= DATA RECORDS =
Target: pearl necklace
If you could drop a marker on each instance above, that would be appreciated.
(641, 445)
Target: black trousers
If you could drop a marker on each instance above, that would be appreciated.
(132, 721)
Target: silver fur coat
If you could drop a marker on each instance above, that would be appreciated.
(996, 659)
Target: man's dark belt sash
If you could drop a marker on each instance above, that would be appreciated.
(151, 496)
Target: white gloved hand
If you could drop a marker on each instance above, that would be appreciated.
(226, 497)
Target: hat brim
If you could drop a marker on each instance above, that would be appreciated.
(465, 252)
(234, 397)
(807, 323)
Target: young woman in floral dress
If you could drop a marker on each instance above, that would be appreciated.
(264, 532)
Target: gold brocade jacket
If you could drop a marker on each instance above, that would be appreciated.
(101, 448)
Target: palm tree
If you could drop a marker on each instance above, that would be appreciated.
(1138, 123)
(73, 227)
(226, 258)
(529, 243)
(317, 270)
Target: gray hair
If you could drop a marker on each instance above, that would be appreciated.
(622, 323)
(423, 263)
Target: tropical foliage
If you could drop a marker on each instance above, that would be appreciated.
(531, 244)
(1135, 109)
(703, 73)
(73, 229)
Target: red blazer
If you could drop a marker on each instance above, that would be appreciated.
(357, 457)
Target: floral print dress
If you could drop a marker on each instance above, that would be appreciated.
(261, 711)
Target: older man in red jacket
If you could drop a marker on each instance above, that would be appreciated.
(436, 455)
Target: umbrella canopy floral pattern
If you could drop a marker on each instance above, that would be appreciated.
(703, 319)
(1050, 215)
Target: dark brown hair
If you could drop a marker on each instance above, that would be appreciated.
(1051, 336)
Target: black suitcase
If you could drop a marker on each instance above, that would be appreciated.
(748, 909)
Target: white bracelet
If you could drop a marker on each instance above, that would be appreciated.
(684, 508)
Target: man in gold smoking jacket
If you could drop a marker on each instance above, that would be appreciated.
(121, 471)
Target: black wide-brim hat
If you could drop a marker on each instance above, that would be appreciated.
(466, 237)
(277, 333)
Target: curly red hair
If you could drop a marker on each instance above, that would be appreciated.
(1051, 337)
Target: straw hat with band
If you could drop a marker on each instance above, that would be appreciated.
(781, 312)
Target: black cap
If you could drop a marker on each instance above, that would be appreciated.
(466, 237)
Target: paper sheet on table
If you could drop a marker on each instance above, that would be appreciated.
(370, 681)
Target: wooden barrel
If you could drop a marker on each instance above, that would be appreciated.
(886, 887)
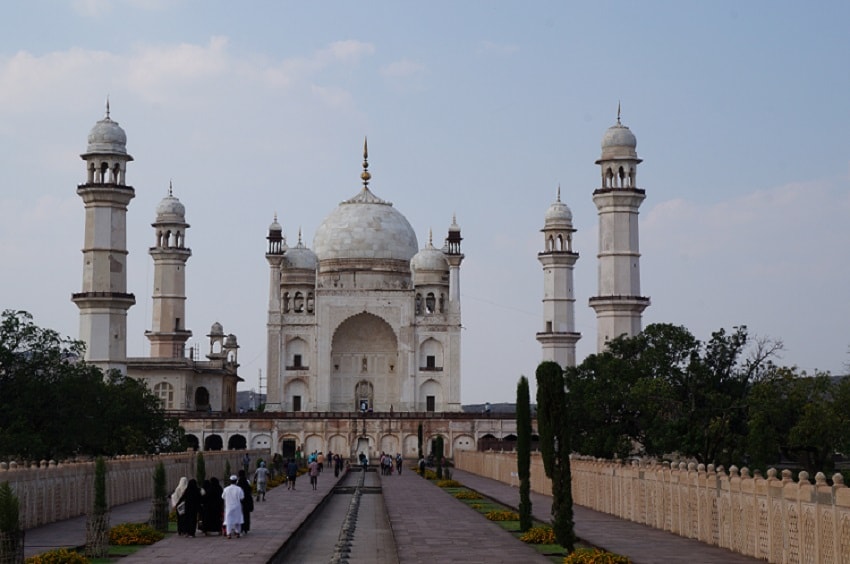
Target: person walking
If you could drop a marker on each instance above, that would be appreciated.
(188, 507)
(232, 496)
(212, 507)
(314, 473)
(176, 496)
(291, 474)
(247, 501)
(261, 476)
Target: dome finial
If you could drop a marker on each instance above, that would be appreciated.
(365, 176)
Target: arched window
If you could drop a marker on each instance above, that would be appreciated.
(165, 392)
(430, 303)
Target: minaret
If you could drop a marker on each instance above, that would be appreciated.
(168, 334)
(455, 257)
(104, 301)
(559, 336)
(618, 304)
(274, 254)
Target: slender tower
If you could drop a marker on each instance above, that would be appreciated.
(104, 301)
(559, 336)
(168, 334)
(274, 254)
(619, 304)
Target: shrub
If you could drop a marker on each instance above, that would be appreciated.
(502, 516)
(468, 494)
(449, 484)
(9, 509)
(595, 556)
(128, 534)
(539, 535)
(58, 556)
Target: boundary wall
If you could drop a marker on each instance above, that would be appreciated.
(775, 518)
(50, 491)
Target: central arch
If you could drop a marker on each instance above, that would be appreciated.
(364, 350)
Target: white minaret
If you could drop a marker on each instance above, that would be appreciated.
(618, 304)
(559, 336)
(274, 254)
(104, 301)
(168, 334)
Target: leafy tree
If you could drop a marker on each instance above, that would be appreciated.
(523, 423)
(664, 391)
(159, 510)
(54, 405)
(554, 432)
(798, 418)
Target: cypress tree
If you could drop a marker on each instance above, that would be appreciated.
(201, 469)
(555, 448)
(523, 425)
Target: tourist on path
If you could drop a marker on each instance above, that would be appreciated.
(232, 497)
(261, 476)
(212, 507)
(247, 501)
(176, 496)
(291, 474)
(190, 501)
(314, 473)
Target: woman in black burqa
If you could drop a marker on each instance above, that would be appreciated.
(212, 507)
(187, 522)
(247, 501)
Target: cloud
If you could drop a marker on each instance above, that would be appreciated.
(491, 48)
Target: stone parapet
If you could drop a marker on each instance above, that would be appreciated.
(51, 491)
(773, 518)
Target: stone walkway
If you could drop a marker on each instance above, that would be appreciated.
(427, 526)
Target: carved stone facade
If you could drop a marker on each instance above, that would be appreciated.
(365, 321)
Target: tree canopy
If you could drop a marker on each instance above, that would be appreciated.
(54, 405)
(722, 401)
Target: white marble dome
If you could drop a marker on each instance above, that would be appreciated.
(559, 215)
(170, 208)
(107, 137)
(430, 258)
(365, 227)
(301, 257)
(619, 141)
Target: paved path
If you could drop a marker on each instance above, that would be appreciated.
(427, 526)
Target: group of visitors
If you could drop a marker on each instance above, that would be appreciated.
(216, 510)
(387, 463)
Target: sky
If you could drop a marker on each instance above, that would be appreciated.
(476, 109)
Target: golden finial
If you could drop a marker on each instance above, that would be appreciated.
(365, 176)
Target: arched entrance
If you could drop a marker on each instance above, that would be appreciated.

= PROMPT =
Apart from the images, retype the full material exactly as written.

= OUTPUT FOR THIS EXERCISE =
Target: pearl necklace
If you could drop a marker on each instance above, that would be appreciated.
(641, 445)
Target: black trousers
If you could drop a marker on each instance above, that would be appreciated.
(132, 721)
Target: silver fur coat
If you could drop a marker on each instance above, that would be appreciated.
(996, 659)
Target: man's dark belt sash
If you could drop a marker on each instance above, that would be appreciated.
(151, 496)
Target: white gloved hand
If you could drop a marker on each instance above, that would be appreciated.
(226, 497)
Target: hat brim
If you could drop a marker on each instance above, that would be appreciated.
(465, 252)
(234, 397)
(807, 323)
Target: young woman in floral dress
If you could drop a marker on each instance above, that would be appreciated.
(264, 532)
Target: gold brocade jacket
If you could drop a marker on each instance above, that would be appreciated.
(101, 448)
Target: palm tree
If you could drop a marker on each instance above, that would be appreciated.
(1138, 123)
(73, 227)
(226, 258)
(529, 243)
(317, 270)
Target: gray hair
If you could drop a marker on each instance above, that would be appreciated.
(622, 323)
(423, 263)
Target: tropical foliage
If you could drop a marker on each instance above, that would be appreciated.
(531, 244)
(1135, 109)
(703, 73)
(73, 229)
Target: red blazer
If you could drop a marker on each instance above, that would be appreciated.
(357, 457)
Target: floral print dress
If you could drop a marker on each instance above, that would be appreciated.
(261, 711)
Target: older man in red jacket
If you could drop a marker on each instance above, that would be appreciated.
(436, 455)
Target: umbrella canopy floral pattern
If you could drop a marker on each instance above, that would be appreciated.
(703, 319)
(1050, 215)
Target: dark brown hair
If you could drop a marker on each instance above, that would be appreciated.
(1051, 336)
Target: black suitcase
If you could drop a marker on each instance above, that would be appreciated.
(748, 909)
Target: white bracelet
If you could drop a marker on each instance above, that would be appreciated.
(684, 508)
Target: man in gold smoking jacket
If you could drop a marker on each instance above, that would be appreciated.
(121, 471)
Target: black wide-brim hat
If you could drop a marker on each instance above, that would be appreciated.
(466, 237)
(277, 333)
Target: curly red hair
If you could drop a marker on each instance above, that would be appreciated.
(1051, 337)
Target: straw hat with band
If you could drop a marker on each instance above, that would be appreciated.
(781, 312)
Target: black cap
If you could drop a marker on each instance above, that would be appreciated.
(466, 237)
Target: paper sheet on table
If you could drop a marker on each instance above, that would be appreciated.
(370, 681)
Target: wooden barrel
If you could drop a marker on each instance above, that would be appreciated.
(886, 887)
Target: person walking
If you could drop a marker on each instance above, that would be appreciated.
(188, 507)
(232, 496)
(212, 507)
(314, 473)
(176, 496)
(291, 474)
(247, 501)
(261, 476)
Target: dome finial
If you could drop a marker on each instance above, that would be appreciated.
(365, 176)
Target: arched window
If you could drop a marker on each instance above, that would be appreciated.
(165, 392)
(430, 303)
Target: minaret
If you could drop a marker on each instance above, that would be appreciated.
(168, 334)
(455, 257)
(104, 301)
(559, 336)
(618, 304)
(274, 254)
Target: slender tower
If you could drop a marker on each instance above, that would be appreciated.
(104, 301)
(559, 336)
(168, 334)
(274, 254)
(619, 304)
Target: shrub
If you could drop a marker on each instance above, that would be appreciated.
(502, 516)
(468, 494)
(449, 484)
(9, 509)
(595, 556)
(128, 534)
(539, 535)
(58, 556)
Target: boundary wall
If you could drop a marker on each instance above, that would be appreciated.
(775, 518)
(50, 491)
Target: central arch
If you could drop a marker on each instance above, that would be appreciated.
(364, 350)
Target: white minaret
If you could drop a marker on each instance above, that would be appreciated.
(618, 304)
(559, 336)
(274, 254)
(104, 301)
(168, 334)
Target: leafy tree
If you could drop a marker on each instance above, that would be appreciated.
(523, 423)
(664, 391)
(159, 510)
(54, 405)
(554, 432)
(798, 418)
Target: cypress tree
If you could drop a marker on each instance above, that would be appreciated.
(201, 469)
(555, 448)
(523, 425)
Target: tourist on path
If you could drop a marker on each instance above, that would be appreciated.
(232, 497)
(261, 476)
(212, 507)
(247, 501)
(176, 496)
(291, 474)
(190, 501)
(314, 473)
Target: woman in black burqa
If you could drop a marker on each instance above, that would be appreciated.
(212, 507)
(187, 522)
(247, 501)
Target: cloud
If you could drop a marker on each instance above, that would be appreciated.
(491, 48)
Target: stone parapet
If you could drop a marker on each instance above, that would be appreciated.
(51, 491)
(773, 518)
Target: stone walkway
If you could drop a marker on each instance above, that would be appreciated.
(427, 526)
Target: carved stone facade
If you could drop a marker on each instance above, that would be appreciated.
(365, 321)
Target: tree canopy
If you could drop a marker on each instance above, that would be appreciated.
(54, 405)
(722, 401)
Target: white marble dome
If you could drop a marker on each instance above, that would be appreciated.
(559, 215)
(170, 208)
(107, 137)
(430, 258)
(365, 227)
(301, 257)
(619, 141)
Target: paved path
If you could drop a marker on each instance above, that would be appreciated.
(427, 526)
Target: group of visitors
If you could drop a marker on each instance above, that would be appreciated.
(216, 510)
(387, 463)
Target: sky
If you could drop a marker on each instance above, that would be appreciated.
(476, 109)
Target: golden finial
If you could drop a marker on each instance above, that would be appreciated.
(365, 176)
Target: arched entrance
If you could drop a marker on each instance above, that would be appreciated.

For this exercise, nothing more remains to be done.